**DATA RECORDS**
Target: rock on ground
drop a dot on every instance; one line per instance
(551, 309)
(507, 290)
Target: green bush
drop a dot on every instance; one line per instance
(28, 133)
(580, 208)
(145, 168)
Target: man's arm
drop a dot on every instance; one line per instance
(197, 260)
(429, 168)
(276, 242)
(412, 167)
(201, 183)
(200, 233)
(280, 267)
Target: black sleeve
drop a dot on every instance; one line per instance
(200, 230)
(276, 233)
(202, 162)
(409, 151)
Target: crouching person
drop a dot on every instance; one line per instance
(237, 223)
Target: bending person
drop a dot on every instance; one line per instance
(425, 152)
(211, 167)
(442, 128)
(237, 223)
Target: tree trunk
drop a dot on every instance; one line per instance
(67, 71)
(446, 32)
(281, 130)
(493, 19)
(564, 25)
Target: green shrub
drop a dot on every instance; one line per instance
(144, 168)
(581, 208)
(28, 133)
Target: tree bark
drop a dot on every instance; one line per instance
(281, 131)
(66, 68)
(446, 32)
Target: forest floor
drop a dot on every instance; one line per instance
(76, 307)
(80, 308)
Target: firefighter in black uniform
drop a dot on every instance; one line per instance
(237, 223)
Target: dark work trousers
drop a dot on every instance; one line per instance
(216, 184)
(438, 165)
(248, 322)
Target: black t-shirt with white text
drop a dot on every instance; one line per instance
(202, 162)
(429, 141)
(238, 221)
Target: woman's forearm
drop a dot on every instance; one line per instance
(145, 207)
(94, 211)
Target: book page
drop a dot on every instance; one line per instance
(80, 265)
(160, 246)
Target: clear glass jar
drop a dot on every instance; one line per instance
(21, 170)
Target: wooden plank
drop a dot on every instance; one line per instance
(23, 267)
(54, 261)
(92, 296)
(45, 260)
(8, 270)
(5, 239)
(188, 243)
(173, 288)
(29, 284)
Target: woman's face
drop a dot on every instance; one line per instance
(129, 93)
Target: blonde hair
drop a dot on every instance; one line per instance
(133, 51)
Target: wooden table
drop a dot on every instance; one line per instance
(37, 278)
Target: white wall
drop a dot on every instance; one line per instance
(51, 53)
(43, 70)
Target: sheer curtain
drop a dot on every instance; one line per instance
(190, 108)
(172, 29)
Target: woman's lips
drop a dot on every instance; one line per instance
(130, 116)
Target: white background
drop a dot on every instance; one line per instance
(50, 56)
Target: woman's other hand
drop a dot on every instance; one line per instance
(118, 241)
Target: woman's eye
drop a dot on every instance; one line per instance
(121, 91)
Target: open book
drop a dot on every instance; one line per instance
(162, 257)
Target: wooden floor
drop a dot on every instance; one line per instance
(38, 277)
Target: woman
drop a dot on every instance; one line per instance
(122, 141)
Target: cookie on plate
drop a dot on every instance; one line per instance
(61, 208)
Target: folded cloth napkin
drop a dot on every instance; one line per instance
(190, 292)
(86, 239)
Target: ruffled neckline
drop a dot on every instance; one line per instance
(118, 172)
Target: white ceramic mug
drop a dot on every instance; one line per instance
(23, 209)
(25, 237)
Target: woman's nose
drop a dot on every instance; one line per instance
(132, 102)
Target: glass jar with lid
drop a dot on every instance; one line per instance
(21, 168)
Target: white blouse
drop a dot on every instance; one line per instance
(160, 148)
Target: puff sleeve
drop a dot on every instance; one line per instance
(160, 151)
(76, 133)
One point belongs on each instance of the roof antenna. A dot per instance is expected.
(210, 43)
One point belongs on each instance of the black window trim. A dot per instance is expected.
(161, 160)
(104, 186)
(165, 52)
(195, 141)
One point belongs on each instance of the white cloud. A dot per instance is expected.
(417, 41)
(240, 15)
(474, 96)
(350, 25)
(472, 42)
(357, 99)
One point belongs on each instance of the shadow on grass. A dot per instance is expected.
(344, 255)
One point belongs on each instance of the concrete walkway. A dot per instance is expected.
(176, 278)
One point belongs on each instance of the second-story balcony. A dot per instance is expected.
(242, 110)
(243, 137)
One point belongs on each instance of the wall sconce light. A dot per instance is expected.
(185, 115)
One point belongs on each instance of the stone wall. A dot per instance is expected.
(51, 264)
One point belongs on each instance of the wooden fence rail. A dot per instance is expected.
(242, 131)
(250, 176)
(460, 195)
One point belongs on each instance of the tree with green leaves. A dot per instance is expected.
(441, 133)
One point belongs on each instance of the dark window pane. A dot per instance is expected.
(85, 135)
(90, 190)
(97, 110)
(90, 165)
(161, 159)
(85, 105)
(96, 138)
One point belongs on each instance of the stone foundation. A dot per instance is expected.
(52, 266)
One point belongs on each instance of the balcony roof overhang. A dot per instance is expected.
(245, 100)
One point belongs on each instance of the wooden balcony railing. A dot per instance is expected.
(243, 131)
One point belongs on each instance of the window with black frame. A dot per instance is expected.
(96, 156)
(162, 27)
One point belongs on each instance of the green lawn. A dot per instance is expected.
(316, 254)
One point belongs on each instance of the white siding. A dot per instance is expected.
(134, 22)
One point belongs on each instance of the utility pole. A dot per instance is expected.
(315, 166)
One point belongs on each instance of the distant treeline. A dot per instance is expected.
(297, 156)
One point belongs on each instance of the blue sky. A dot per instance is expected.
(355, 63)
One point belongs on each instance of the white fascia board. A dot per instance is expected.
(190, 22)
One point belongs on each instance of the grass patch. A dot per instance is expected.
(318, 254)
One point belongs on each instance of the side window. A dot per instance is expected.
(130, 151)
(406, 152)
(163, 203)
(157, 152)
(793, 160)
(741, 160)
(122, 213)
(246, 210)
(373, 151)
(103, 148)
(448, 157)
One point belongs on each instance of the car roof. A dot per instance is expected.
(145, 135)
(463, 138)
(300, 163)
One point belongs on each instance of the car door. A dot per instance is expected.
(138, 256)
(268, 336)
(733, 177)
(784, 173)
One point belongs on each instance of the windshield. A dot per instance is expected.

**WHAT IS BEING ASKED**
Reproduce each entry above character for character.

**ANSWER FOR THIS EXERCISE**
Target: rock on ground
drop a dot on every instance; one line per instance
(551, 309)
(507, 290)
Target: green bush
drop a dot on every instance; one line per instance
(28, 133)
(580, 208)
(145, 168)
Target: man's arm
drop a dot on every instance; one line per instance
(197, 260)
(429, 168)
(276, 242)
(412, 167)
(201, 183)
(200, 233)
(280, 267)
Target: black sleeve
drop a dot on every instance; one line per instance
(200, 230)
(276, 233)
(202, 162)
(409, 151)
Target: crouching person
drop a dot on every instance; one line per instance
(237, 223)
Target: bending person
drop a dot on every instance; one line per instance
(425, 152)
(211, 167)
(442, 128)
(237, 223)
Target: tree trunk
drop a dot on every instance; one line per instance
(67, 71)
(446, 32)
(281, 130)
(493, 19)
(564, 25)
Target: green shrub
drop a dot on every instance; one line per instance
(144, 168)
(581, 208)
(28, 133)
Target: tree bark
drop a dot on every instance; one line per instance
(281, 131)
(66, 68)
(446, 32)
Target: forest floor
drop a dot on every instance; one line per instance
(76, 307)
(80, 308)
Target: firefighter in black uniform
drop a dot on every instance; one line per instance
(237, 223)
Target: dark work trousers
drop a dot on every instance; one line per instance
(216, 184)
(438, 165)
(248, 322)
Target: black t-shirt with white text
drop a dot on every instance; one line per instance
(202, 162)
(429, 141)
(238, 221)
Target: woman's forearm
drop a dot on every instance; one line per instance
(145, 207)
(94, 211)
Target: book page
drop a dot on every instance; one line per instance
(80, 265)
(160, 246)
Target: clear glass jar
drop a dot on every instance; one line per instance
(21, 170)
Target: wooden plank
drop a dot on every instance; one line per instance
(23, 267)
(54, 261)
(92, 296)
(45, 260)
(8, 270)
(5, 239)
(188, 243)
(173, 288)
(29, 284)
Target: woman's face
drop a dot on every instance; one line per instance
(129, 93)
Target: blonde hair
drop a dot on every instance; one line per instance
(133, 51)
Target: wooden table
drop a dot on every instance; one line per instance
(37, 278)
Target: white wall
drop a dot on every instance; one line per instance
(51, 53)
(43, 70)
Target: sheer curtain
drop a dot on every instance; one line per instance
(190, 108)
(172, 29)
Target: woman's lips
drop a dot on every instance; one line per instance
(130, 116)
Target: white background
drop a dot on every instance; one line per instance
(50, 56)
Target: woman's other hand
drop a dot on every instance; one line per instance
(118, 241)
Target: woman's eye
drop a dot on every instance; one line per instance
(121, 91)
Target: open book
drop a dot on every instance; one line per instance
(162, 257)
Target: wooden floor
drop a dot on every instance; one line per instance
(38, 277)
Target: woman
drop a dot on every instance; one line per instance
(122, 141)
Target: cookie on plate
drop a dot on every instance; one line per instance
(61, 208)
Target: folded cloth napkin
drop a dot on every instance; one line per instance
(190, 292)
(86, 239)
Target: ruffled neckline
drop a dot on every instance; one line per instance
(118, 172)
Target: white ceramic mug
drop a dot on every instance; one line per instance
(23, 209)
(25, 237)
Target: woman's nose
drop a dot on every instance; one line per instance
(132, 102)
Target: glass jar with lid
drop a dot on every instance; one line per instance
(21, 168)
Target: white blouse
drop a dot on every instance; one line per instance
(160, 148)
Target: puff sleeve
drop a dot on every instance; one line per instance
(160, 151)
(76, 133)
One point belongs on each instance of the roof antenna. A dot per instance is expected.
(210, 43)
One point belongs on each instance of the black window trim. A dot per instance is expected.
(161, 160)
(104, 186)
(165, 52)
(195, 141)
One point belongs on each instance of the white cloud. A dot per instance is expected.
(417, 41)
(240, 15)
(474, 96)
(350, 25)
(472, 42)
(357, 99)
One point belongs on each instance of the shadow on grass. A dot per instance is expected.
(344, 255)
One point belongs on each instance of the concrete walkway. A dot per instance is expected.
(176, 278)
One point belongs on each instance of the second-story balcony. A dot per instance is expected.
(242, 110)
(243, 137)
One point belongs on each instance of the wall sconce light. A dot per instance is expected.
(185, 115)
One point belongs on each instance of the stone wall. A dot per instance is expected.
(51, 264)
One point belongs on each instance of the wooden fence rail. A dot per instance is expected.
(242, 131)
(250, 176)
(460, 195)
One point belongs on each instance of the tree with green leaves. A dot per instance is expected.
(441, 133)
One point belongs on each instance of the dark window pane. A dot per instance is expected.
(85, 135)
(90, 190)
(97, 110)
(90, 165)
(161, 159)
(85, 105)
(96, 138)
One point belongs on each instance of the stone foundation. A dot per instance is expected.
(52, 266)
One point belongs on each instance of the balcony roof overhang. A dot per instance is expected.
(245, 100)
One point belongs on each instance of the wooden balcony railing. A dot per instance is expected.
(243, 131)
One point belongs on each instance of the window with black frame. A dot per instance is expected.
(96, 156)
(162, 27)
One point belongs on each instance of the green lawn. A dot per instance is expected.
(316, 254)
One point belongs on each instance of the white siding. A dot per instance is expected.
(134, 22)
One point belongs on each instance of the utility pole. A dot per instance is expected.
(315, 166)
One point belongs on each instance of the distant treeline. A dot per instance is expected.
(297, 156)
One point belongs on each instance of the blue sky. A dot per instance is expected.
(355, 63)
One point belongs on each instance of the white fascia board. A dot per instance is expected.
(190, 22)
One point belongs on each instance of the grass patch. A dot per instance is expected.
(318, 254)
One point belongs on each instance of the side window. A dot per instance is expected.
(130, 151)
(406, 152)
(163, 203)
(157, 152)
(793, 160)
(741, 160)
(122, 213)
(246, 210)
(373, 151)
(103, 148)
(448, 157)
One point belongs on each instance of the car roof. A dot per instance is expected.
(145, 135)
(463, 138)
(300, 163)
One point belongs on each instance of the car door. A dot per instance is expected.
(138, 256)
(268, 336)
(733, 177)
(784, 173)
One point belongs on each instance of the windshield. A dot per instance is expected.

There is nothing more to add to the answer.